------ Records to use
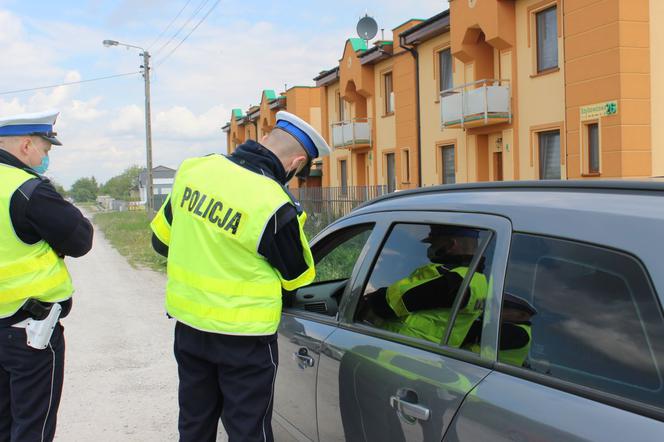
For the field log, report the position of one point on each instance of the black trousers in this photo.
(227, 377)
(30, 386)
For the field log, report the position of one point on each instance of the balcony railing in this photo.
(351, 133)
(479, 103)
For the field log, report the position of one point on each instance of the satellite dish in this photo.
(367, 28)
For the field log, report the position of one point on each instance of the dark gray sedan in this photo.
(488, 312)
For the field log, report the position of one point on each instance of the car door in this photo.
(309, 316)
(381, 382)
(581, 353)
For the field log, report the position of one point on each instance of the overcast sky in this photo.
(240, 49)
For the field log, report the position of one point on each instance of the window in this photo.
(341, 104)
(549, 155)
(389, 94)
(498, 166)
(415, 286)
(593, 147)
(391, 172)
(448, 166)
(583, 314)
(335, 257)
(547, 39)
(445, 70)
(405, 155)
(343, 172)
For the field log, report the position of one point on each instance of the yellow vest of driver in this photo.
(431, 324)
(217, 280)
(26, 270)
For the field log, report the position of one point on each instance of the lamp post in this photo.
(148, 125)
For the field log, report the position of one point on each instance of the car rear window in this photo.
(583, 314)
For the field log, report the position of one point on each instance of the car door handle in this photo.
(303, 357)
(404, 402)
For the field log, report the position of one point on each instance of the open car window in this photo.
(335, 256)
(430, 283)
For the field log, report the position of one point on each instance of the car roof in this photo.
(625, 215)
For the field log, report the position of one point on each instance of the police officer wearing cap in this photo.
(420, 304)
(38, 228)
(234, 239)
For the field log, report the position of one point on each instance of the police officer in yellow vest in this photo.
(37, 229)
(234, 239)
(420, 304)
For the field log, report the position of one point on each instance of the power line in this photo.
(18, 91)
(187, 36)
(184, 25)
(169, 25)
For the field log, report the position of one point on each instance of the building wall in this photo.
(325, 132)
(540, 96)
(607, 58)
(385, 140)
(434, 136)
(657, 85)
(405, 111)
(333, 115)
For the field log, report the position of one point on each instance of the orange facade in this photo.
(492, 90)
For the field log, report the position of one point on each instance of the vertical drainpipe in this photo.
(415, 55)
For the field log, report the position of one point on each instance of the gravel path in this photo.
(120, 373)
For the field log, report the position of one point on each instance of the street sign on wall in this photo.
(594, 111)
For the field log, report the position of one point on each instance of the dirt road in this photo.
(120, 375)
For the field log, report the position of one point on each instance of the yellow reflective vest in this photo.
(431, 324)
(217, 280)
(26, 270)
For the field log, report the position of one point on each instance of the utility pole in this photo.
(148, 133)
(149, 200)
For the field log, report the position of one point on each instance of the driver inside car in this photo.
(420, 304)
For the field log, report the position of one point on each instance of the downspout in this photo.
(415, 55)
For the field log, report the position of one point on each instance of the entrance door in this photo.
(391, 172)
(498, 166)
(361, 169)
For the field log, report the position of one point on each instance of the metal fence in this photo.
(326, 204)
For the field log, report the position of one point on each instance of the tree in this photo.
(84, 190)
(59, 188)
(121, 186)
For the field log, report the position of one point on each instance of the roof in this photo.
(623, 215)
(358, 44)
(407, 21)
(377, 53)
(327, 77)
(436, 25)
(544, 185)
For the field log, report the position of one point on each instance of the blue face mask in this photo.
(43, 167)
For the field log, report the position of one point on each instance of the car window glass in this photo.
(416, 279)
(583, 314)
(336, 255)
(467, 329)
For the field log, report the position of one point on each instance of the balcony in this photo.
(481, 103)
(351, 133)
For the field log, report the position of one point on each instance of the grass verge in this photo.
(129, 233)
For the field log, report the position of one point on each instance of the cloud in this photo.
(130, 119)
(180, 123)
(241, 49)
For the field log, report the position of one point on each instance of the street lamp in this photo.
(148, 126)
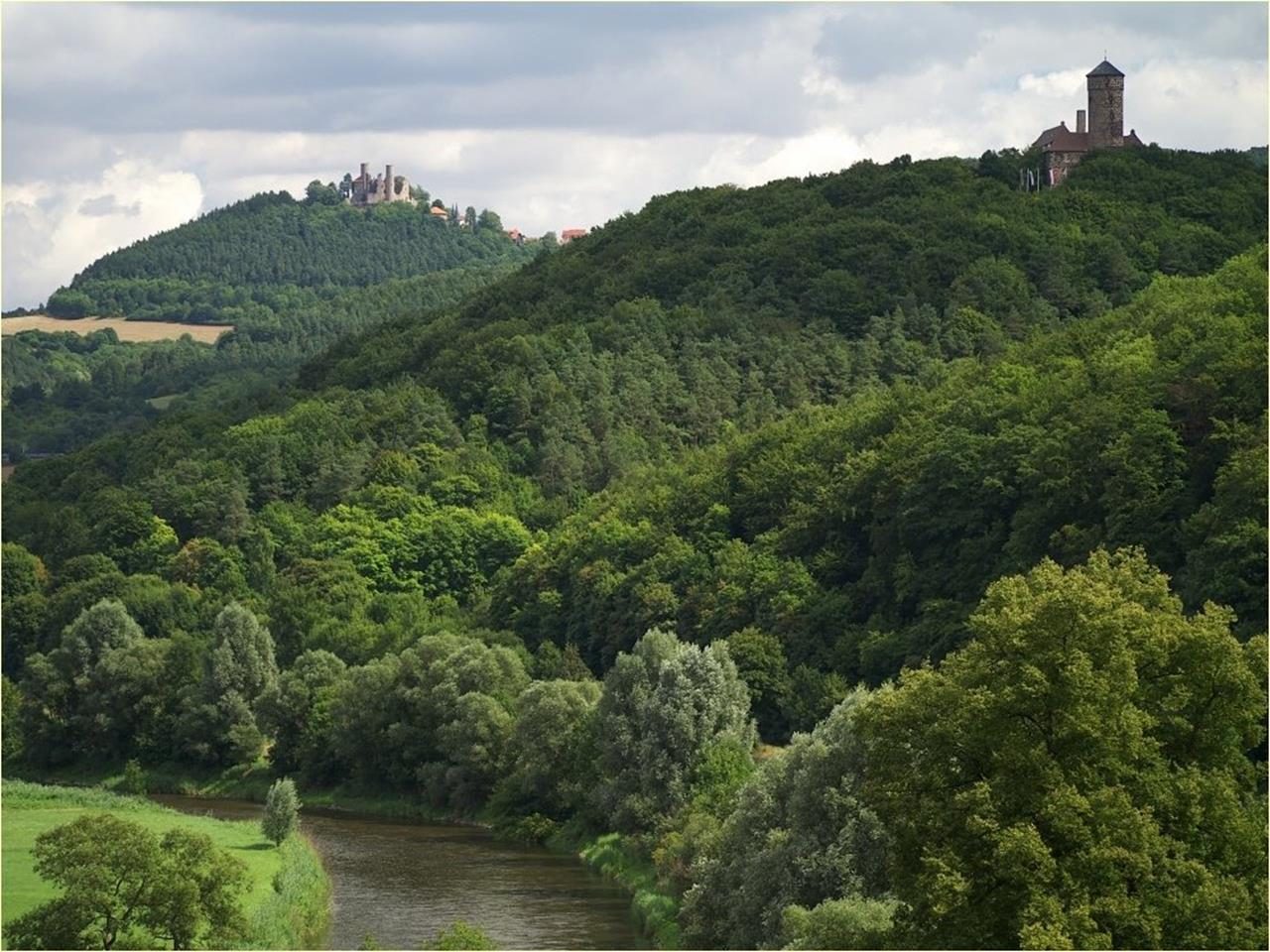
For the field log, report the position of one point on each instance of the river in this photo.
(405, 883)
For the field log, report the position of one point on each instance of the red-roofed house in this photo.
(1062, 148)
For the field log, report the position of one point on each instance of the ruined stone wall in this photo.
(1061, 164)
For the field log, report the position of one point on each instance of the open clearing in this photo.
(30, 810)
(127, 330)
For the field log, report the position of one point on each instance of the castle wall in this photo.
(1106, 112)
(1056, 166)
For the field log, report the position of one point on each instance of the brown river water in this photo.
(405, 883)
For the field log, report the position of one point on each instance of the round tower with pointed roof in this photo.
(1106, 105)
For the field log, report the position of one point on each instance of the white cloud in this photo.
(50, 235)
(558, 117)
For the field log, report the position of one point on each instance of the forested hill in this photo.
(225, 258)
(734, 304)
(290, 277)
(966, 483)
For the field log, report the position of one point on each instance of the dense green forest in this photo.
(63, 390)
(213, 268)
(290, 277)
(955, 494)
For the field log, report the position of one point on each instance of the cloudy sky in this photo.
(119, 121)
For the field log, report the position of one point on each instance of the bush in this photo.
(281, 810)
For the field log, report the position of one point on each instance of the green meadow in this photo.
(291, 916)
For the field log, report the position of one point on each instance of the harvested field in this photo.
(127, 330)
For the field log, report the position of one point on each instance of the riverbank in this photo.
(652, 910)
(287, 905)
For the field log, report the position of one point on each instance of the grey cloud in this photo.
(238, 67)
(103, 206)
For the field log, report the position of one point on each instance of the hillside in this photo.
(953, 494)
(737, 304)
(291, 277)
(216, 267)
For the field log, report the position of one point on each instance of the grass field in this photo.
(30, 809)
(127, 330)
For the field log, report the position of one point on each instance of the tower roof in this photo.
(1103, 68)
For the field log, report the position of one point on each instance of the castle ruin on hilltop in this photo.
(366, 190)
(1062, 149)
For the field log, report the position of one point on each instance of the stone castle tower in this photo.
(1062, 149)
(1105, 85)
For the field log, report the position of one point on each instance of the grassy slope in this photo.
(31, 809)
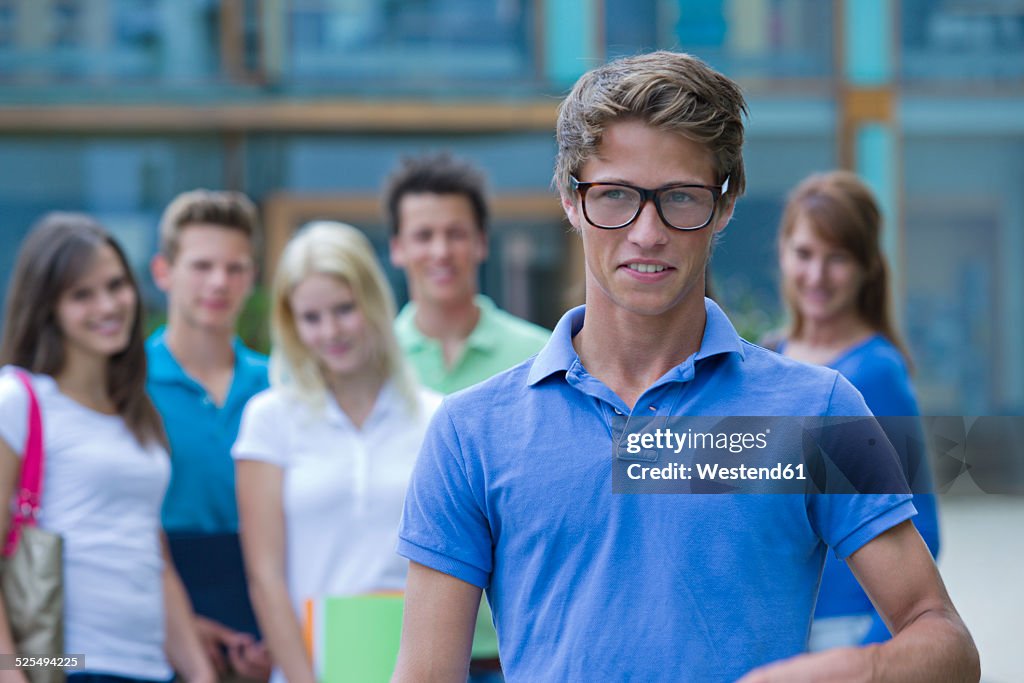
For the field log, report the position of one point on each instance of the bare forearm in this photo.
(183, 647)
(281, 629)
(936, 646)
(436, 628)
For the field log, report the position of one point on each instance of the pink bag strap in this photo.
(31, 488)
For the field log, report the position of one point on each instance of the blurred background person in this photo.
(74, 322)
(452, 335)
(324, 456)
(836, 288)
(201, 376)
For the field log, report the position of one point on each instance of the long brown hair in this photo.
(843, 211)
(57, 252)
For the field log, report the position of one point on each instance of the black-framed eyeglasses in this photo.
(613, 205)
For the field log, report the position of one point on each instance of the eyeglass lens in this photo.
(612, 206)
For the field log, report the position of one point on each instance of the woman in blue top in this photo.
(836, 286)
------------
* **Task objective**:
The listing above needs to be output again exactly. Don't include the pictures.

* **Correct output**:
For the field log, report the position of one point on each instance of the black trousers in this photo.
(227, 377)
(30, 386)
For the field log, report the position of one point on each instance of the balcony railing in this photo.
(351, 133)
(479, 103)
For the field log, report the position of one point on each instance of the satellite dish in this photo.
(367, 28)
For the field log, report the position of one point on each instance of the dark gray sedan in this photo.
(488, 312)
For the field log, report the position of one point on each instance of the car door in this photo.
(309, 316)
(381, 382)
(581, 353)
For the field log, report the position of one point on each instance of the overcast sky in this photo.
(240, 49)
For the field log, report the position of one point on each instance of the window in this photo.
(341, 104)
(549, 155)
(389, 94)
(498, 166)
(415, 286)
(593, 147)
(391, 172)
(448, 166)
(583, 314)
(335, 257)
(547, 39)
(445, 70)
(405, 155)
(343, 172)
For the field log, report the position of one point on each instance of the yellow vest of driver in this photo.
(431, 324)
(217, 280)
(26, 270)
For the field log, report the position of one point on each instance of the lamp post in this photo.
(148, 125)
For the field log, report the position of one point on each instance of the car rear window in this photo.
(583, 314)
For the field log, report the position of one point on each instance of the car door handle in this photo.
(303, 357)
(404, 402)
For the field log, report the position of one point on each instance of the open car window in this photo.
(335, 256)
(430, 283)
For the field log, report the position of one point on each instance of the car roof in this photo.
(625, 215)
For the field log, report the position of one point on each instance of the police officer wearing cap in this photo.
(420, 304)
(38, 228)
(234, 239)
For the field log, report the position of one point on each instance of the police officer in yellow vest in this photo.
(37, 229)
(234, 239)
(420, 304)
For the field log, report the position of one point on each instance of the power line in this photo.
(18, 91)
(187, 36)
(184, 25)
(169, 25)
For the field log, report the position of one point on each instance of the building wall in this photo.
(325, 132)
(540, 96)
(607, 58)
(385, 140)
(434, 136)
(657, 85)
(405, 111)
(333, 115)
For the field log, report the position of one point on each instance of the orange facade in this photo.
(492, 90)
For the field log, report the position of one point on each instance of the vertical drainpipe in this photo.
(415, 55)
For the field log, report the position of one point on each instance of the gravel path in this photo.
(120, 373)
For the field log, report the position of one point on each instance of the street sign on wall in this photo.
(594, 111)
For the field log, report the position of one point on each instance of the dirt road in this photo.
(120, 375)
For the field log, report the position of one point on each instance of the yellow reflective vest in this photo.
(431, 324)
(217, 280)
(26, 270)
For the field log, report the position of one point on each instance of the utility pole in this photo.
(148, 133)
(149, 200)
For the field log, report the position of one point on each instance of the driver inside car in this photo.
(420, 304)
For the field log, report the position of one point on each instance of the downspout in this photo.
(415, 55)
For the field log, report the position of one point on each instance of the entrance door in this photo.
(391, 172)
(498, 166)
(361, 169)
For the field log, report the position of one point on each instance of the metal fence in this photo.
(326, 204)
For the field log, report the position of one point on each instance of the tree in this photo.
(84, 190)
(59, 188)
(121, 186)
For the field log, report the position of one point on each instance of the roof in this photo.
(623, 215)
(358, 44)
(407, 21)
(377, 53)
(327, 77)
(436, 25)
(544, 185)
For the field log, report the position of one point on each instance of the blue face mask in this photo.
(43, 167)
For the field log, report the position of one point on each instance of the car window glass in this photo.
(416, 279)
(583, 314)
(336, 255)
(467, 329)
For the field log, report the position of one point on each instance of the balcony in this photo.
(481, 103)
(351, 133)
For the field log, report the position of one point on each instance of the grass verge in this photo.
(129, 233)
For the field log, report the position of one point on each instance of the cloud in this photo.
(130, 119)
(180, 123)
(241, 49)
For the field log, report the position of one point on each instance of the street lamp in this photo.
(148, 126)
For the field log, report the position of one point on each instance of the river in this photo.
(405, 883)
For the field log, report the position of one point on each instance of the red-roofed house in this photo.
(1062, 148)
For the field log, report the position of one point on each instance of the ruined stone wall in this photo.
(1061, 164)
For the field log, report the position of one point on each instance of the open clearing in this photo.
(30, 810)
(127, 330)
For the field log, report the position of one point on each instance of the castle wall in this photo.
(1106, 112)
(1056, 166)
For the field log, report the position of one point on each instance of the brown river water in this photo.
(405, 883)
For the field log, report the position of one point on each instance of the round tower with pointed roof in this photo.
(1106, 105)
For the field log, report the position of one point on each instance of the white cloud in this photo.
(50, 235)
(558, 117)
For the field log, report the position of one point on each instance of the forested hill in this photo.
(225, 258)
(734, 304)
(290, 277)
(966, 483)
For the field log, report the position of one point on each instance of the dense green forest in this photo.
(63, 390)
(213, 268)
(290, 277)
(955, 494)
For the field log, report the position of one point on each instance of the cloudy sky in this photo.
(119, 121)
For the field log, report the position of one point on each instance of the bush in this photo.
(281, 810)
For the field log, report the position of one point on each instance of the green meadow in this photo.
(291, 916)
For the field log, report the position of one point on each instance of the harvested field in this photo.
(127, 330)
For the field log, report the position of one point on each instance of the riverbank in this photo.
(652, 910)
(287, 905)
For the field log, report the position of one point on each instance of the grey cloud in this photo.
(238, 67)
(103, 206)
For the field log, report the position of one point on each instance of the hillside in this photo.
(953, 494)
(737, 304)
(291, 277)
(216, 267)
For the field log, report the position of one point on each instance of the grass field in this photo.
(30, 809)
(127, 330)
For the field log, report the position of one point on each instance of the tower roof in this photo.
(1103, 68)
For the field log, report the position of one point on each instance of the castle ruin on hilltop in this photo.
(366, 190)
(1062, 149)
For the field log, report the position of one point on each instance of the stone castle tower in this photo.
(1062, 149)
(1105, 85)
For the field log, report the position of one point on each instance of the grassy slope in this photo.
(31, 809)
For the field log, report the position of one point on each instance of the bare forearm in this photo.
(183, 647)
(281, 629)
(936, 646)
(436, 628)
For the field log, report the position of one point on each instance of the pink bag strap in this photo.
(31, 488)
For the field log, report the position of one point on each instance of the blurred background person in this photo.
(74, 322)
(452, 335)
(324, 456)
(836, 288)
(201, 376)
For the field log, report the position of one point on each instance of the long brown hair in this photo.
(843, 211)
(57, 252)
For the field log, report the position of one point on each instance of the black-framed eyeglasses in this photo.
(613, 205)
For the field log, report the position of one point on each instance of the eyeglass lens in this photo.
(612, 206)
For the field log, report the position of one point on each instance of the woman in blue top in this photo.
(836, 286)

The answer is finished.